INSTRUCTION = Reproduce the lines below, swapping "heavily occluded" for "partially hidden" wherever it appears and leaving everything else unchanged.

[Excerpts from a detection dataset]
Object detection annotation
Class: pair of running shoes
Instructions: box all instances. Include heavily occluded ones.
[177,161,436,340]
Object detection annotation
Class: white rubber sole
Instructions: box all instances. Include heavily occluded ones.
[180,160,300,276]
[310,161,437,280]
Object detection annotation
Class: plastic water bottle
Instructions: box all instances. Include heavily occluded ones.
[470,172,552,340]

EXPECTED OUTPUT =
Object detection annotation
Class: pair of running shoes
Instructions: box all instances. Include partially hidden ones.
[177,161,436,340]
Object detection annotation
Class: white rubber sole
Instructions: box all instances. Include partially hidden ones.
[180,160,300,276]
[310,161,437,280]
Object detection annotation
Class: plastic water bottle
Instructions: box all instances. Include partially hidden ones.
[470,172,552,340]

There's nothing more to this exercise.